> _PROVIDED INFORMATION_
····················
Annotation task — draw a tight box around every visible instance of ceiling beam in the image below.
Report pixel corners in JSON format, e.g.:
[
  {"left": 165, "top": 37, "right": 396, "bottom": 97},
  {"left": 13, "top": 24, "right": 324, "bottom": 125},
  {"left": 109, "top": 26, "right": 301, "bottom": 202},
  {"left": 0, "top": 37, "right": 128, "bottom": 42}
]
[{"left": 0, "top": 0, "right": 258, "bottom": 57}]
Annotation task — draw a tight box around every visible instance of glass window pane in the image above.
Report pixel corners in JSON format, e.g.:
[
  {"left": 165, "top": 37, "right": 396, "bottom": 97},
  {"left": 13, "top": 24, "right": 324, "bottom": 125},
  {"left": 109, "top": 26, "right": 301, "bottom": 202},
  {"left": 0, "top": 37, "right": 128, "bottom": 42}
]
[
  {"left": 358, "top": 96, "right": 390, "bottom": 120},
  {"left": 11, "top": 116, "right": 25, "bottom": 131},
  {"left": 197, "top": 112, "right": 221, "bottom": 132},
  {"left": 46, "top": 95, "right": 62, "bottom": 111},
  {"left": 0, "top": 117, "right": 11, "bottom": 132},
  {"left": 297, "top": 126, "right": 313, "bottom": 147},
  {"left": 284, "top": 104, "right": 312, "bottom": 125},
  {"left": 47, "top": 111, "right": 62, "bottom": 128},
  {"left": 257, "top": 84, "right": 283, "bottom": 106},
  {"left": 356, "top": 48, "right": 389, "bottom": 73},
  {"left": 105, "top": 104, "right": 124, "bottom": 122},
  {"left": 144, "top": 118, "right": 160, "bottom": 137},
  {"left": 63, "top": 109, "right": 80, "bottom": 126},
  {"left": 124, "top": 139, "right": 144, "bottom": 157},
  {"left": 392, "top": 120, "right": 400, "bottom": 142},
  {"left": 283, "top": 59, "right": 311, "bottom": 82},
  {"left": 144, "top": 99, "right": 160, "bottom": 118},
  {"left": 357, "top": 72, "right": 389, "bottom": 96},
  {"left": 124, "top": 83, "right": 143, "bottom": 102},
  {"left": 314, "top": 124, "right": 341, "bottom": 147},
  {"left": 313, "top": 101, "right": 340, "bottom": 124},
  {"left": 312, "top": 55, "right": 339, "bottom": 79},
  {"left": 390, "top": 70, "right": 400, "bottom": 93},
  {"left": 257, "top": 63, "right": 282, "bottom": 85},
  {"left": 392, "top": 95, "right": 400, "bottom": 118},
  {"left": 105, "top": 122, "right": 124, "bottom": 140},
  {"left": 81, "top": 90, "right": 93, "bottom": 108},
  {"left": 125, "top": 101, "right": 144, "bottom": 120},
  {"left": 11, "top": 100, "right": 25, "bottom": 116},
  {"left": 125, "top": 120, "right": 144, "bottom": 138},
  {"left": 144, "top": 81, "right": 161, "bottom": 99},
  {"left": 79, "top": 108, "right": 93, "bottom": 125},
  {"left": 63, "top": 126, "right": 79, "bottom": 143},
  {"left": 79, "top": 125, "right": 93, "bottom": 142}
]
····················
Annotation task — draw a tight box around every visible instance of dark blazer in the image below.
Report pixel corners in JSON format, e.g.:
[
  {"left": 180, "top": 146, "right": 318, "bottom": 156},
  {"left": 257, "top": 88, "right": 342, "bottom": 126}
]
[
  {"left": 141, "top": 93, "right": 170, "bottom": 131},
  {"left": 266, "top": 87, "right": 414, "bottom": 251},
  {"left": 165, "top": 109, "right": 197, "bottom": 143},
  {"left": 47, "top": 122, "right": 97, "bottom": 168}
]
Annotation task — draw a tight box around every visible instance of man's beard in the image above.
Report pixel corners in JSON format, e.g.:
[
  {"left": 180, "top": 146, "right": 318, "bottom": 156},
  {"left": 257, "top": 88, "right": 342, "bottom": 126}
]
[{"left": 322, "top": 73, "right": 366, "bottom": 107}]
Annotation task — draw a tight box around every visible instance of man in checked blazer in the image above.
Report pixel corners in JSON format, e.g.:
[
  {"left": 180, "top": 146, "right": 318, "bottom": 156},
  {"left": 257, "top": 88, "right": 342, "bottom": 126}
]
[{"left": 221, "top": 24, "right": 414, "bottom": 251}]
····················
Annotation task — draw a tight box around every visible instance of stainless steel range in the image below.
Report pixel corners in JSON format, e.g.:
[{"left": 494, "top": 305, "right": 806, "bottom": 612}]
····················
> _PROBLEM_
Find each line in the material above that contains "blazer", treating uppercase and lowercase as different, and copy those lines out in full.

> _OUTPUT OF THE EXERCISE_
Annotation task — draw a tight box around every visible instance of dark blazer in the image below.
Annotation task — draw a tight box around every visible instance of man in checked blazer in the image above.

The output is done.